**Given exercise**: Print out the material that follows word for word.

**Data entries**:
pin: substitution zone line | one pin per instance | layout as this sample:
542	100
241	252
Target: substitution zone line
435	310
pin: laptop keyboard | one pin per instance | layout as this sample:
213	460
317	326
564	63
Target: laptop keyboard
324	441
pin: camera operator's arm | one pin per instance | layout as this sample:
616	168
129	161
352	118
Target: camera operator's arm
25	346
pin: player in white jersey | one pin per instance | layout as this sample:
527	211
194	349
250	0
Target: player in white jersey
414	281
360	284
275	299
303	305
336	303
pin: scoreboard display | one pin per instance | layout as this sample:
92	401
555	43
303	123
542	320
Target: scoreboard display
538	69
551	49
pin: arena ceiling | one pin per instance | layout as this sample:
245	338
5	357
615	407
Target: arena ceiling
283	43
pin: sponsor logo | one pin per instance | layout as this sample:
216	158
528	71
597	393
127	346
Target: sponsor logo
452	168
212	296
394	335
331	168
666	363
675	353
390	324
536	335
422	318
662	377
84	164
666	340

**Exercise result**:
pin: substitution zone line | one pin per instance | layout as this sample:
542	100
241	252
Target: substitution zone line
435	310
pin: laptop keyboard | one pin per instance | layout as this sample:
213	460
317	326
564	63
Target: laptop keyboard
324	441
pin: camera operator's arm | one pin per instance | layout as this sample:
616	168
129	161
352	118
Target: camera operator's arm
25	346
pin: player in white jersey | one pin per instance | layout as this sample:
527	211
194	349
250	0
Target: player in white jersey
414	281
360	284
275	299
303	305
336	303
pin: scoreboard display | one pin per instance | layout as this sample:
92	401
555	43
303	123
542	320
Target: scoreboard display
538	69
551	49
pin: arena ceiling | one pin per instance | layout as this sample:
245	338
5	357
615	407
Target: arena ceiling
283	43
pin: sponsor logo | one pin per instance | layout as this sample:
216	158
528	71
597	393
127	346
Target: sponsor logo
452	168
212	296
394	335
331	168
666	363
675	353
390	324
536	335
422	318
662	377
84	164
666	340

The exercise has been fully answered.